Print all of the data below exactly as it appears, leaving out every image.

________________

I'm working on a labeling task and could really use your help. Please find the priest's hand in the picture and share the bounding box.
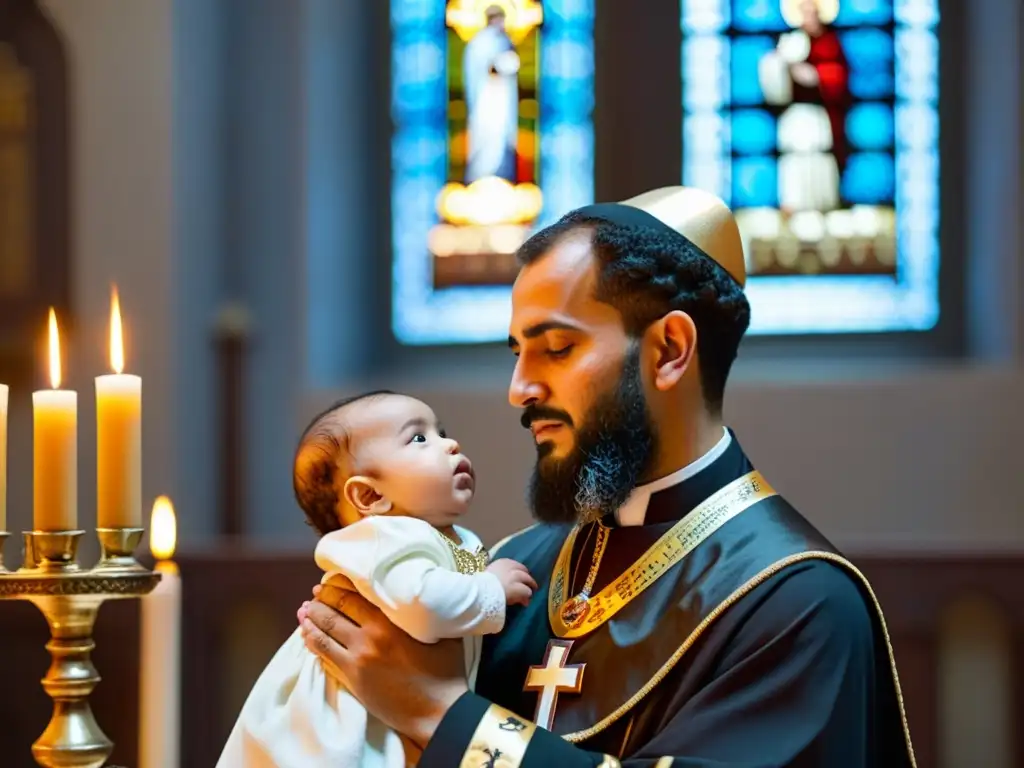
[298,580,468,748]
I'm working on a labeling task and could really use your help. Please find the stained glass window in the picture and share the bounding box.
[391,0,595,344]
[681,0,940,333]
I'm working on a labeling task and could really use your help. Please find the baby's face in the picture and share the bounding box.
[347,395,475,527]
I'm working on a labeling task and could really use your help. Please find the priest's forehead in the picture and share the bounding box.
[509,230,621,341]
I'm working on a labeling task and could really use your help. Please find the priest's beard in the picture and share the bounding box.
[525,349,656,525]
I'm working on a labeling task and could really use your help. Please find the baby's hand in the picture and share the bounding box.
[486,558,538,607]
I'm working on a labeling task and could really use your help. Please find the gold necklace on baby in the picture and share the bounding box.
[438,531,490,574]
[559,521,610,628]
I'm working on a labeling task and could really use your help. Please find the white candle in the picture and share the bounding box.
[34,309,77,532]
[139,495,180,768]
[96,288,142,529]
[0,383,8,531]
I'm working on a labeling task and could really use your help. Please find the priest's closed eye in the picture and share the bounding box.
[547,345,574,359]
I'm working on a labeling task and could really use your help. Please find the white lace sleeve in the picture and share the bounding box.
[315,517,506,644]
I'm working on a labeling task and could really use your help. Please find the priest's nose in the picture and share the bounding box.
[509,368,547,409]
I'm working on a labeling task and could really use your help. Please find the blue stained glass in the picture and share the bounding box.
[848,69,895,100]
[845,102,894,150]
[544,0,595,24]
[390,0,596,344]
[833,0,893,26]
[681,0,729,33]
[731,36,775,105]
[681,0,942,335]
[840,29,895,102]
[894,103,938,150]
[732,0,787,32]
[732,156,777,207]
[391,35,448,116]
[731,109,776,154]
[842,152,895,203]
[895,29,938,101]
[840,28,894,71]
[541,35,596,117]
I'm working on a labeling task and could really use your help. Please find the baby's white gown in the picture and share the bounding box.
[215,516,507,768]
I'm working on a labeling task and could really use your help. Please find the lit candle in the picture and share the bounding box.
[33,309,77,531]
[139,495,181,768]
[96,288,142,529]
[0,383,8,531]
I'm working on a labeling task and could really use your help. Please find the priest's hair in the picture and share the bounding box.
[516,212,750,414]
[292,390,395,536]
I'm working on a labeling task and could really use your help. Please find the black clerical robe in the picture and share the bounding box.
[419,432,916,767]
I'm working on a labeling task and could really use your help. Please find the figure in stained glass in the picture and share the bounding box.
[431,0,544,290]
[390,0,594,344]
[759,0,851,213]
[462,5,520,183]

________________

Response to the exercise:
I'm working on a labeling task and could really use your help. Please find the priest's hand in the picture and share the bounding box.
[298,580,468,748]
I'm working on a labeling task and could really use your help. Please find the stained glass window in the picture and share the bounding box.
[391,0,595,344]
[681,0,940,333]
I'm working on a labeling task and could really use your help. Please find the baby's face in the picture and share the bounding box.
[347,395,475,527]
I'm working on a labeling task and could really use your help. Please find the priest's forehead in the picture and share the bounding box.
[509,230,621,341]
I'm working on a labeling task and could really use your help. Please find the priest's beard in the picture and share the bounding box.
[525,349,656,525]
I'm working on a labeling task and could really use your help. Please find the baby's hand in the picture and share the bounding box.
[486,558,538,607]
I'm working on a labeling task and could really use your help. Please find the gold necklace on baby in the picture and share the bounding box.
[438,531,490,574]
[559,521,610,628]
I'm working on a labeling task and could really use your help. Please find the white candle in the picture and share the bounding box.
[34,309,77,532]
[139,495,180,768]
[96,288,142,529]
[0,383,8,531]
I'm working on a labeling task and could really use your help. Please find the priest's closed eye in the picture and share the bounding box.
[547,345,574,359]
I'm working on a labeling task and could really use your help. Please find the white lace sleeve in the picture and share the bounding box.
[315,517,506,644]
I'm working on a labeling task and could really use your help. Please find the priest's nose in the picture and share the bounding box.
[509,368,547,409]
I'm working on a labeling task and could really use your help. Please find the blue stained glass in the picture and share the bounding box.
[848,69,895,100]
[845,102,894,150]
[544,0,595,24]
[390,0,596,344]
[833,0,893,26]
[681,0,729,33]
[731,36,775,105]
[681,0,942,335]
[840,29,895,102]
[894,103,938,150]
[732,0,787,32]
[732,156,777,207]
[391,35,448,116]
[731,109,776,154]
[842,152,895,203]
[895,29,938,101]
[840,28,894,71]
[541,35,596,117]
I'm working on a labeling task and could really use your help. Please find the baby's white gown in the picture and share the bounding box.
[215,516,507,768]
I'm working on a labeling task and could really use your help. Please find the lit candle in the picture and share the bounding box.
[33,309,77,531]
[139,495,181,768]
[96,288,142,529]
[0,383,8,531]
I'm working on a labeling task and could really use your help. Please find the priest's hair in the picture and share the bounding box.
[516,212,750,414]
[292,390,395,536]
I'm working on a labeling task and could really use your help. Please find the black clerical robe in the picture and share the bounding box.
[419,432,916,767]
I'm working on a labeling task and could really use your help. Please find the figure in stained glass in the picture and share the bounding box.
[431,0,544,290]
[390,0,594,344]
[759,0,851,213]
[462,5,520,183]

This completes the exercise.